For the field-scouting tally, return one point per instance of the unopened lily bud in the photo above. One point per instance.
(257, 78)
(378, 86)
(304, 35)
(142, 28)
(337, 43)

:::

(What is needed) Restate the whole listing word for word so that no line differs from the original.

(Output below)
For the field-scouting tally, return one point per instance of the unopened lily bud in the photo above. One point per instance.
(257, 78)
(378, 86)
(304, 35)
(142, 28)
(337, 43)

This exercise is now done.